### Data supplied ###

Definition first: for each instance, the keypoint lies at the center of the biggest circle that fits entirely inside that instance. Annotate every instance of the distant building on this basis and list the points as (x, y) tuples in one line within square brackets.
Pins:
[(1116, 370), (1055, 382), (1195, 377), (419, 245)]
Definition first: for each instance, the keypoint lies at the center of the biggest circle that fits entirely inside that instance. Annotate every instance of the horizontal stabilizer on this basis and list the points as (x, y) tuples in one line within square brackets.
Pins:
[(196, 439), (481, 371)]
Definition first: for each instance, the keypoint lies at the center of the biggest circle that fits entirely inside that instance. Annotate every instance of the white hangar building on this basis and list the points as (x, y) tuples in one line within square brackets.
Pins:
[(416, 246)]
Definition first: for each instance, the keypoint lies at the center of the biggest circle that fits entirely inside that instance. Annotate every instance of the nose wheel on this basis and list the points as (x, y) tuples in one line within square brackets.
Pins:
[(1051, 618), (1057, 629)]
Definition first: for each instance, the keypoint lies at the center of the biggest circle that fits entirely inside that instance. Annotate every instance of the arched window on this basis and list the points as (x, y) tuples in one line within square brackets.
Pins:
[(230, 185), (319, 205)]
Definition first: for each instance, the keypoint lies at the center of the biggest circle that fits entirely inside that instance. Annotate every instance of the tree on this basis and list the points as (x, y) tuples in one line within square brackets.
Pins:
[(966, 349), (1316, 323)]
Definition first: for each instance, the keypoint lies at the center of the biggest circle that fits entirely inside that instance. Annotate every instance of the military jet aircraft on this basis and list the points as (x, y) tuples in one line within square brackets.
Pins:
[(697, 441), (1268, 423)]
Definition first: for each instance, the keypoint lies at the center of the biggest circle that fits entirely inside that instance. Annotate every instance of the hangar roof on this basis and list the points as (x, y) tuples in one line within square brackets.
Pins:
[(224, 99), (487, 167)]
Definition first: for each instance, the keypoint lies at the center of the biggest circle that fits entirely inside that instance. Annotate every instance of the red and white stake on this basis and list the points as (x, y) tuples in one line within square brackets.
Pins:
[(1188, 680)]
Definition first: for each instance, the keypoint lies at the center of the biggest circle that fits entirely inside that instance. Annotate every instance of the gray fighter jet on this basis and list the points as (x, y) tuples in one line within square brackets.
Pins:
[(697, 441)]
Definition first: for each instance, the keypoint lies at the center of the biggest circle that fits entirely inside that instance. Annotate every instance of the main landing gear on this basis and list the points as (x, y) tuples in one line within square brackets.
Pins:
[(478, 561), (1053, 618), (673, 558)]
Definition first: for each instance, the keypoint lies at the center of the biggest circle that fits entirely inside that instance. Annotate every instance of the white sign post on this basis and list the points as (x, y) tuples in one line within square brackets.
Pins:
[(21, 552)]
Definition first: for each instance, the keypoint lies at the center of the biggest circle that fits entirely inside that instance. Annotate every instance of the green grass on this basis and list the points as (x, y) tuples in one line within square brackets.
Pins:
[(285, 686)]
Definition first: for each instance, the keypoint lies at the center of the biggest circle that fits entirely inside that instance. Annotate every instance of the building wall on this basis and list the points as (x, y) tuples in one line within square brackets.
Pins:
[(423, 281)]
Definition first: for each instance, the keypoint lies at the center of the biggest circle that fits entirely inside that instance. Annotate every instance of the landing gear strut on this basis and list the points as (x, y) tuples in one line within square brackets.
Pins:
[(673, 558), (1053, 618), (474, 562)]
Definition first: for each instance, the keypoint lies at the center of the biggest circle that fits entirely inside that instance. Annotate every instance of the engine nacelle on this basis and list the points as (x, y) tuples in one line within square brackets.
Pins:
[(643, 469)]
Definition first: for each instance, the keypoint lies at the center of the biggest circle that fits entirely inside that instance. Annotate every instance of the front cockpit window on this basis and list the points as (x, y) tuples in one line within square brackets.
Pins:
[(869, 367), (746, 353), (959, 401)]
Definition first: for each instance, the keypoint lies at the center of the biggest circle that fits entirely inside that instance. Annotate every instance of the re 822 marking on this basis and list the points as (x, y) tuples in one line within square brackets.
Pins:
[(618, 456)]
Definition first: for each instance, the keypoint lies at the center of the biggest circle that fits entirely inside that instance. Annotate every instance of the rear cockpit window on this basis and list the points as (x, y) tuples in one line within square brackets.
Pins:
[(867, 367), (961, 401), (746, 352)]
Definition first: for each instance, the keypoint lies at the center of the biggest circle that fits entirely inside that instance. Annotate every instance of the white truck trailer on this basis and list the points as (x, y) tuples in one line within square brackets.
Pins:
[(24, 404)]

###

Problem description:
Every one of the entries must be printed exactly.

Solution for this task:
Definition first: for each instance, the keypoint lies at the center of the biggest circle that fits entirely inside that instance. Annotate every instance of the distant building on this basis and list the points as (x, y) tuples in one line within square brackets.
Pins:
[(1116, 370), (1055, 382), (1195, 377), (419, 245)]
Definition first: for each instance, the keypoint lies at the center of the biggest circle that fits entirely inside that instance. Annotate every instance of the horizontal stabilizer on this basis and list the points as (x, y) tuples in one line within square brackets.
Pins:
[(196, 439), (481, 371)]
Definition first: for each instance, the keypoint lies at the center of the biggest circle that fits entirely inside that instance. Annotate every instance of the white hangar building on this basis and list the points as (x, y) tuples in one line within square brackets.
Pins:
[(416, 246)]
Definition first: for each instance, the keypoint lies at the center of the biggest circle that fits entirely inside that instance. Annotate every instance of the nose wheel on this basis and list the points as (x, y) tuples in one line within square brackets.
Pins:
[(1051, 618), (1057, 629)]
Definition first: for each instance, the keypoint lies at the center of the biggest circle that fits entirely inside that instance. Annotate every instance of the arched window on this basis and list the points as (x, y) tuples in one line within square brackets.
Pins:
[(230, 185), (319, 205)]
Definition first: for each instance, the keypoint lies at the center of the biggest circle that fits entirely inside that instance. Annotate every instance of the tree on this basis and list the points as (x, y) tuples in one line within square brackets.
Pins:
[(966, 349), (1316, 323)]
Definition first: for each instance, the keypoint lies at the center of the biggest circle that fits entirely inside that instance. Annotate every instance of the military jet aircraft on this basis and list the points as (x, y) tuples in one line within square brackets.
Pins:
[(697, 441), (1268, 423)]
Definition first: for each instance, the keypoint lies at the center of the biggest circle that fits entirely inside that instance. Annotate every instance of the hangar roof on this basis and list the points as (x, y) tuples in one line within square brackets.
Pins:
[(224, 99), (487, 167)]
Definition first: for each instance, the keypoint lies at the center of the biggest circle that fits entirely inside that instance. Annotate every instance of the red and white stake on this basis and list the points as (x, y) tuples in one line within square brackets.
Pins:
[(1188, 680)]
Definition first: for each instance, the keypoint lies at the center of the biggest circle that fits entirely inside that instance. Annotate every instance of the gray fighter jet on this basis and list the points as (x, y) tuples in one line within square brackets.
Pins:
[(697, 441)]
Definition first: for each instance, the keypoint lies at the center of the biggest circle that fits entirely inside that instance. Annotate every instance of the main landing gear on this basis and list the points as (x, y) tuples in one line within square brackets.
Pins:
[(478, 561), (1053, 618), (673, 558)]
Definition first: for each instance, the keypoint lies at the center of the biggest circle that fits entirely inside that instance. Annotate every instance of the white sign post on this basis and list the points as (x, y) tuples in one line within square brackets.
Pins:
[(21, 552)]
Definition first: for each instance, the keypoint lies at the center of the biggest circle that fits entirely inside that instance. Annotate every instance of the green grass on this basis and list the points as (x, y) tuples in one line within square brackets.
Pins:
[(285, 686)]
Definition first: for each instance, the keypoint lies at the center of the biggest circle that fits entirely inside that instance. Annotate every instance of the building wall on this basis and list the points as (x, y) tuples in one line within square brackets.
Pins:
[(423, 281)]
Definition first: for each instance, the keypoint lies at the center of the biggest circle that fits entirely inside that instance. Annotate every instance of the landing gear strut on this basis and list the points as (x, y) tuples in one line within square brackets.
Pins:
[(673, 558), (1053, 618), (474, 562)]
Definition first: for each instance, the keypoint lies at the center of the biggest circle that fits entirely inside that instance. Annotate every instance of the engine nacelle on this basis and list the points as (x, y) tuples in one line within square brackets.
Pins:
[(643, 469)]
Definition first: for each instance, the keypoint lies at the center of the biggest circle that fits entirely inside that instance. Annotate every instance of the front cockpit window on this basis and list the points as (x, y) tuples in one line within square brackets.
Pins:
[(869, 367), (746, 353), (959, 401)]
Definition first: for each instance, the keypoint lies at the center of the biggest circle that fits entirely inside that instance. Annotate every instance of the re 822 marking on this basis and list the points as (x, y) tuples in one line within square brackets.
Pins:
[(618, 456)]
Definition first: for each instance, the keypoint lies at the center of the biggest circle that fits entirely inside that instance. Annotate every instance of the rear cockpit window on this basis and list the points as (x, y) tuples in one line within square brackets.
Pins:
[(867, 367), (961, 401), (746, 352)]
Definition first: for each instance, the keypoint lies at the center of the biggest circle that fits entirely inside that instance. Annotate every instance of the white truck trailer on this basis and list the points as (x, y) tuples in one line within square brackets.
Pins:
[(24, 404)]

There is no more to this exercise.